# Passage
+===+

MCP threat model

This page mirrors docs/security/mcp-threat-model.md from the repository, rendered for the docs site so procurement reviewers can deep-link without checking out the repo.

Purpose

Threat model for coverctl mcp serve, the trust boundaries around MCP inputs and outputs, and the hardening controls in place to reduce prompt-injection-to-code-execution risk.

System boundary

Entry point: MCP tool/resource requests over stdio.
Primary component: internal/mcp/server.go.
Input control surface: internal/mcp/sanitize.go (input validation/sanitisation for untrusted MCP fields).
Output control surface: internal/mcp/sanitize_output.go (canonicalisation of user-controlled strings flowing back to agent).

The Lethal Trifecta

Per Simon Willison’s framing, agents fail when three properties combine:

Access to private data — coverctl reads coverage profiles.
Exposure to untrusted content — coverage profiles can carry attacker-controlled strings (filenames in hostile PRs, weaponised test names, profile-derived paths).
Ability to exfiltrate externally — the agent’s context window is the exfiltration channel; anything reaching the agent can be smuggled out via subsequent tool calls or replies.

coverctl breaks the Trifecta by hardening the boundaries on both ingress and egress of MCP traffic.

Input boundary controls

1) Path scoping and validation

Scoped path validation applied to MCP path inputs before use. Rejected inputs return a structured rejection response (passed=false, explicit error, safe summary, agent-actionable remediation).

2) Build-flag sanitisation

internal/mcp/sanitize.go blocks dangerous argument classes for MCP-originated inputs:

Dangerous long flags: --rootdir, --cov-config, --init-script, --require, --node-options, --manifest-path, --target-dir, --inspect, --experimental-loader, etc.
Dangerous short prefixes: -D, -I, -P.
Shell metacharacters and control characters in free-form arg inputs.
Invalid tag and timeout formats.

3) Stable rejection schema

Every input rejection emits the same JSON shape:

{
  "passed":      false,
  "error_code":  "INPUT_REJECTED_DANGEROUS_FLAG",
  "error":       "rejected MCP input testArgs[0]=\"--rootdir=/tmp\": ...",
  "summary":     "Rejected unsafe MCP input",
  "remediation": "Remove the rejected flag from testArgs. ..."
}

Schema is append-only — new codes may land; existing codes will not be renamed without a major-version bump. See rejection schema reference for the full code table.

+===+

# Listing
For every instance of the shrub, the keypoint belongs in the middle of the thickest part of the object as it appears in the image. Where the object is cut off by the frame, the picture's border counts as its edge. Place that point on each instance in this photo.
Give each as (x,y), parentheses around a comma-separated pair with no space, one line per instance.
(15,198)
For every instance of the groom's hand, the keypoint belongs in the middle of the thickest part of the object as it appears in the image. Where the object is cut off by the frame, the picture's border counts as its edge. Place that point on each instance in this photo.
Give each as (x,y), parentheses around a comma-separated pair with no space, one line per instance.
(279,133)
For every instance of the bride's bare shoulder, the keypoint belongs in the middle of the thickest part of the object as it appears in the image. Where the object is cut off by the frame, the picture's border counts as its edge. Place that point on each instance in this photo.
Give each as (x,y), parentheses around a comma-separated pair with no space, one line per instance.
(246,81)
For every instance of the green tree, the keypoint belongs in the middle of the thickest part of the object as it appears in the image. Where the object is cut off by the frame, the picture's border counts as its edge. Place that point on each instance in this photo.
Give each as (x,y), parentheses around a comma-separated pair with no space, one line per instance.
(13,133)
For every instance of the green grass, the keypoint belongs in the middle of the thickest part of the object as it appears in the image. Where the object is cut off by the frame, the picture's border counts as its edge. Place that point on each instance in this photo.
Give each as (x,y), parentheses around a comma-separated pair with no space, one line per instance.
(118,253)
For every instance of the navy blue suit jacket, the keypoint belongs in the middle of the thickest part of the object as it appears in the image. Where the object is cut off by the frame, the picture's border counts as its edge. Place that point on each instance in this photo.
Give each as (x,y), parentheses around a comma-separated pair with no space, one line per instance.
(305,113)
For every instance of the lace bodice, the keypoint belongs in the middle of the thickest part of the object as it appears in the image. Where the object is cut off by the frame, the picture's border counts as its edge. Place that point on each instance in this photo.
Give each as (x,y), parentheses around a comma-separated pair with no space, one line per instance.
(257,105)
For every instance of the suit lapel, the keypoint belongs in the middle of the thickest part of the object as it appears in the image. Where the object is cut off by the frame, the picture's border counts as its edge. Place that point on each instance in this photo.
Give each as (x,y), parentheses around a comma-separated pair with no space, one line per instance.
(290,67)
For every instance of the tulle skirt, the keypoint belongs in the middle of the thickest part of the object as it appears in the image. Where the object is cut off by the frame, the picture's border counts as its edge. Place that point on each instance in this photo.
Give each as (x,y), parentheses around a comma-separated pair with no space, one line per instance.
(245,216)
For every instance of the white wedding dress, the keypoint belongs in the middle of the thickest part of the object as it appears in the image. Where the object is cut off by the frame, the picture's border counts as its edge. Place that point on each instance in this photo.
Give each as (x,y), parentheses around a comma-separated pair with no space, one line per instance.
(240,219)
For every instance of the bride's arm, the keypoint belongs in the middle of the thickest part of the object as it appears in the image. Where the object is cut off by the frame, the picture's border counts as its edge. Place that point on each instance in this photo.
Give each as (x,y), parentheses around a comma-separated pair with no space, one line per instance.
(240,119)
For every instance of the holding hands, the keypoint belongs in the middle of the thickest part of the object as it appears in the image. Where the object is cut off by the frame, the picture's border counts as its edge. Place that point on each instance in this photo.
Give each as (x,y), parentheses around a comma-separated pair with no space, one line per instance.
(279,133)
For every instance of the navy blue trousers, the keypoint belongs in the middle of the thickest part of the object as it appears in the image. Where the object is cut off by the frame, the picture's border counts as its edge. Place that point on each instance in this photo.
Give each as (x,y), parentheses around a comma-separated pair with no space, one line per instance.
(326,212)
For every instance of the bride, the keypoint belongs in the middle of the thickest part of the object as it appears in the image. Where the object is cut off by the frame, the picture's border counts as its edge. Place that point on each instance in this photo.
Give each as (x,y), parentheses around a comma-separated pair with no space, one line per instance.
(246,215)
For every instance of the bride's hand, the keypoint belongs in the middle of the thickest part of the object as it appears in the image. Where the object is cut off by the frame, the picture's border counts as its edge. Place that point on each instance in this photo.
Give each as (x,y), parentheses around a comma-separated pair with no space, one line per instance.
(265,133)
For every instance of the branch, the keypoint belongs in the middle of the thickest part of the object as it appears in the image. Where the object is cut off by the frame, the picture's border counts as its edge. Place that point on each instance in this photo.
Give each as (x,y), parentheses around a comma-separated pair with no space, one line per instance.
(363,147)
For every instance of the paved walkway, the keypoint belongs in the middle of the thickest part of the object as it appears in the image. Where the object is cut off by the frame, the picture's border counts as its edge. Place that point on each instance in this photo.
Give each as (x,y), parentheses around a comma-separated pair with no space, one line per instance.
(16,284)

+===+

# Exercise tasks
[A] From the MCP threat model page, reproduce the part that opens with the words containing "2) Build-flag sanitisation" and closes with "and timeout formats.".
[B] Translate this sentence from the MCP threat model page into Spanish: "coverctl breaks the Trifecta by hardening the boundaries on both ingress and egress of MCP traffic."

# Responses in order
[A]
2) Build-flag sanitisation

internal/mcp/sanitize.go blocks dangerous argument classes for MCP-originated inputs:

Dangerous long flags: --rootdir, --cov-config, --init-script, --require, --node-options, --manifest-path, --target-dir, --inspect, --experimental-loader, etc.
Dangerous short prefixes: -D, -I, -P.
Shell metacharacters and control characters in free-form arg inputs.
Invalid tag and timeout formats.

[B] coverctl rompe la Trifecta reforzando los límites tanto en la entrada como en la salida del tráfico MCP.